» **WHAT YOU ARE ASKED TO DO**
Locate every line in the items below that contains the string "pale" and copy each such line in full.

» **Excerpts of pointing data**
## start
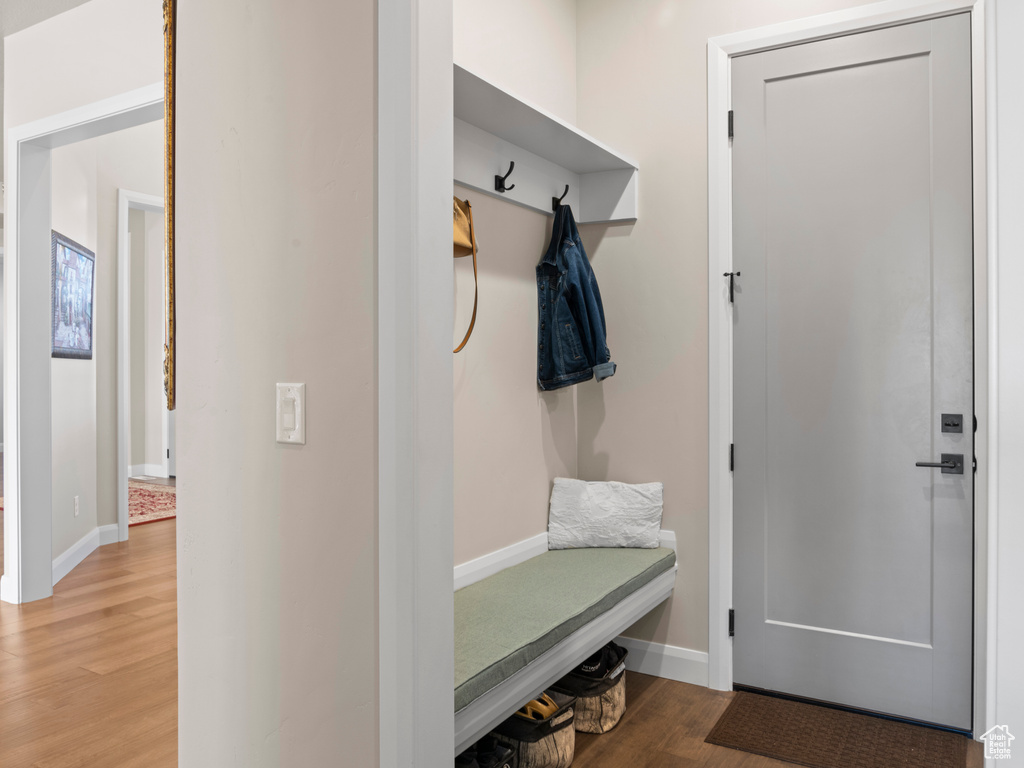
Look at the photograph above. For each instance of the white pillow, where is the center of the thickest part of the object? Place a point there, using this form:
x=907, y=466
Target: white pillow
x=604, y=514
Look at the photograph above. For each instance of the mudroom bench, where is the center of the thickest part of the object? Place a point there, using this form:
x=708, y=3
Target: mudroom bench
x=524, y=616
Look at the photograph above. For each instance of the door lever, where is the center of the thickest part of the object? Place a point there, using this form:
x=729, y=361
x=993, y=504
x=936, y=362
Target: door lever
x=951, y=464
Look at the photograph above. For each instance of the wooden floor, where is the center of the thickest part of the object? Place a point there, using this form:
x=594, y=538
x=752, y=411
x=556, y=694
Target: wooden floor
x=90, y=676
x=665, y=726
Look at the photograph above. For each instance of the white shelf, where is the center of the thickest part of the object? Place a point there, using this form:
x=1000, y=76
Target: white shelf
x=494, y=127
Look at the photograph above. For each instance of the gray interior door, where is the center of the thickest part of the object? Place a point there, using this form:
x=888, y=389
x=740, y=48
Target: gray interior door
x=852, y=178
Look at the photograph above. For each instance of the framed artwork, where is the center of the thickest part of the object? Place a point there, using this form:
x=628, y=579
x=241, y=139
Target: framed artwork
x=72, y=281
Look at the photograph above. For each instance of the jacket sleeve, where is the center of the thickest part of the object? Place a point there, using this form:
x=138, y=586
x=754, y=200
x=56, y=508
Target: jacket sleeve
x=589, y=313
## end
## start
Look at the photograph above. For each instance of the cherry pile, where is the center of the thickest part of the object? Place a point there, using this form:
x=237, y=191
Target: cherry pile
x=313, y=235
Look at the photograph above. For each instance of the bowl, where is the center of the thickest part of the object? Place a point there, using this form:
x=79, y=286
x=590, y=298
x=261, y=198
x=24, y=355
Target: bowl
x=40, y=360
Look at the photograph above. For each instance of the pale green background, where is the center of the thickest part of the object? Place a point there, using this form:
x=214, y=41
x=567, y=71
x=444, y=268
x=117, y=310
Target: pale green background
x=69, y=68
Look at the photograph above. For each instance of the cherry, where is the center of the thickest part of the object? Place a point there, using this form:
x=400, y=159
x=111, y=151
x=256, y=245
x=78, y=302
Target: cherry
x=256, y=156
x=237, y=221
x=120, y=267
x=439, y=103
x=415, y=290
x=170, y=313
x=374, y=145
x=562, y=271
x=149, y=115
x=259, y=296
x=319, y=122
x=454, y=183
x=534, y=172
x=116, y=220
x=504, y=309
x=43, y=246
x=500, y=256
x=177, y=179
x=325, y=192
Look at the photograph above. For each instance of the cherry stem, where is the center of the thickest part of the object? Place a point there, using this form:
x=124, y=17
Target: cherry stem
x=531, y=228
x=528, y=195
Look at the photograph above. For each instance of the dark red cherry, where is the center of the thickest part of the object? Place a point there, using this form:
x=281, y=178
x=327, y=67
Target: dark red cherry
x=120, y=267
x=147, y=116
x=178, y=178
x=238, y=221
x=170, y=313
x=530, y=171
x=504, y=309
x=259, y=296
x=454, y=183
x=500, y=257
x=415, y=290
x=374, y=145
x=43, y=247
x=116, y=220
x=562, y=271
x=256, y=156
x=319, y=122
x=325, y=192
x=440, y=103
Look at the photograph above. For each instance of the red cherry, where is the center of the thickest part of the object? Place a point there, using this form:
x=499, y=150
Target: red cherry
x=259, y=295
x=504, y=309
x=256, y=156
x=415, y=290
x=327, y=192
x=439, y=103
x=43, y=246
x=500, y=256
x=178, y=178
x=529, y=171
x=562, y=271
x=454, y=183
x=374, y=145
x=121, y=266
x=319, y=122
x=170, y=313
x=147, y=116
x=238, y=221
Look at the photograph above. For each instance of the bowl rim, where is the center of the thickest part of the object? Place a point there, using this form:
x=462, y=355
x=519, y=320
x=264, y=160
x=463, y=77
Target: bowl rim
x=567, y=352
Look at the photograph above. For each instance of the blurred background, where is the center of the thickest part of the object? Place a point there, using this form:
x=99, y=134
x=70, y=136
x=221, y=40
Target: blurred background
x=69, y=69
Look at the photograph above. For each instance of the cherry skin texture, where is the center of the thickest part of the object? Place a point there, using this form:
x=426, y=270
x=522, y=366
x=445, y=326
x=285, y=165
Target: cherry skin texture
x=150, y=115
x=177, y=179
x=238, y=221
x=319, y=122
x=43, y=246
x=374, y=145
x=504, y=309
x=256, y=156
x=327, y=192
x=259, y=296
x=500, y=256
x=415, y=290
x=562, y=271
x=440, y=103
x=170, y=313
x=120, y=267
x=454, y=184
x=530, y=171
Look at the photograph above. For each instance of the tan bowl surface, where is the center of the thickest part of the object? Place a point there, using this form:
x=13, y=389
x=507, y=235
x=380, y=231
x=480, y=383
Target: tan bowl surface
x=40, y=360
## end
» **FINISHED ANSWER**
Look at the photograph above. For each instance of the pale green background, where is the center of the thickest part of the object? Place a point there, using this form:
Target: pale green background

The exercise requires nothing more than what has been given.